* To do
Every record needs to come back as written, except for the pictures.

··· Given entries

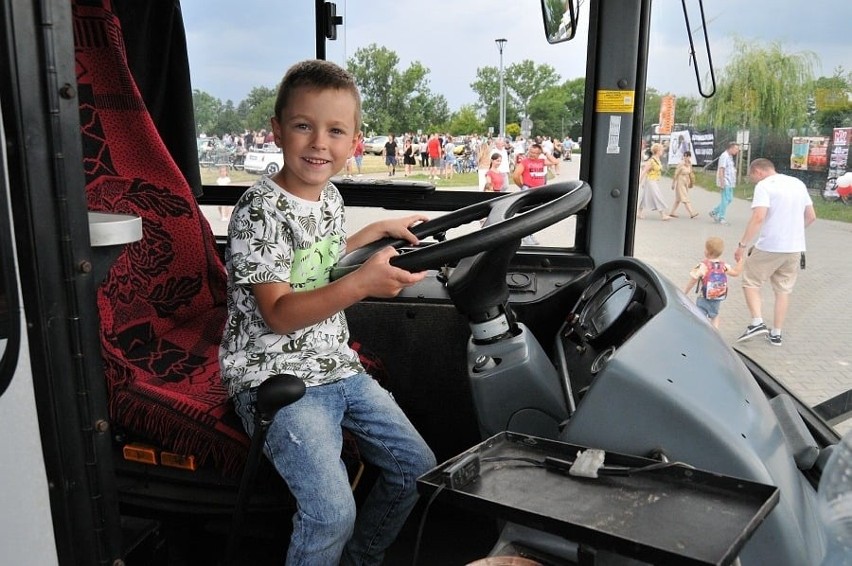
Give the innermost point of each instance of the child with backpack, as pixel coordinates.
(710, 279)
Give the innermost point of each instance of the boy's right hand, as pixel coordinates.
(382, 280)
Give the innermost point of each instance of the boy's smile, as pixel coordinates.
(317, 134)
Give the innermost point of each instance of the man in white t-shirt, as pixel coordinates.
(780, 211)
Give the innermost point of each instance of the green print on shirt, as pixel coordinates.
(311, 267)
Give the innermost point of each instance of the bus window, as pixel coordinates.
(412, 86)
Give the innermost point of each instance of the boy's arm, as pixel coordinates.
(737, 269)
(393, 228)
(285, 310)
(695, 274)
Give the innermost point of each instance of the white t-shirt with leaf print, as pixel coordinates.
(275, 236)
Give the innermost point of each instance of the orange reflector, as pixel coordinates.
(178, 461)
(141, 453)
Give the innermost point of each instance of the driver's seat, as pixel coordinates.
(162, 302)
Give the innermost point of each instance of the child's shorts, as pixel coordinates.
(709, 307)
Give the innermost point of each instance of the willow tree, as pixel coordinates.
(762, 87)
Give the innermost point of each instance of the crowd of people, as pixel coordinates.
(438, 154)
(771, 249)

······

* Reply
Give the innermost point of each instance of the child with backpack, as pixel coordinates.
(710, 279)
Give the innermost point of each instance of the boy's right hand, as pixel coordinates.
(382, 280)
Give the innermost point of each instance of the boy's smile, as pixel coordinates.
(317, 134)
Give the innermost point of each instance of the man in white t-shirt, as pixel coordinates.
(780, 211)
Give the innermost point of each instance of the green print on shirt, as pixel coordinates.
(311, 267)
Give the innermost point of each instance of the bus window, as pixel coordinates.
(412, 86)
Give the innermost point of each instance of the boy's arm, as pixel coordinates.
(737, 269)
(393, 228)
(285, 310)
(695, 274)
Give the innermost point of each instance of the white t-shirt with leaf print, as pixel coordinates.
(275, 236)
Give the innermost point of each instance of the orange reflector, as pixel coordinates.
(178, 461)
(141, 453)
Give the innermost point of each instance of the driver's seat, as pixel coordinates.
(162, 302)
Give the innermost point of each instance of the child's shorts, as pixel coordinates.
(709, 307)
Give the innermost point of each instance of the willow tree, as pixel coordinates.
(762, 87)
Give the innermost point of each instance of the crowd of people, as pixel coordinates.
(438, 154)
(771, 249)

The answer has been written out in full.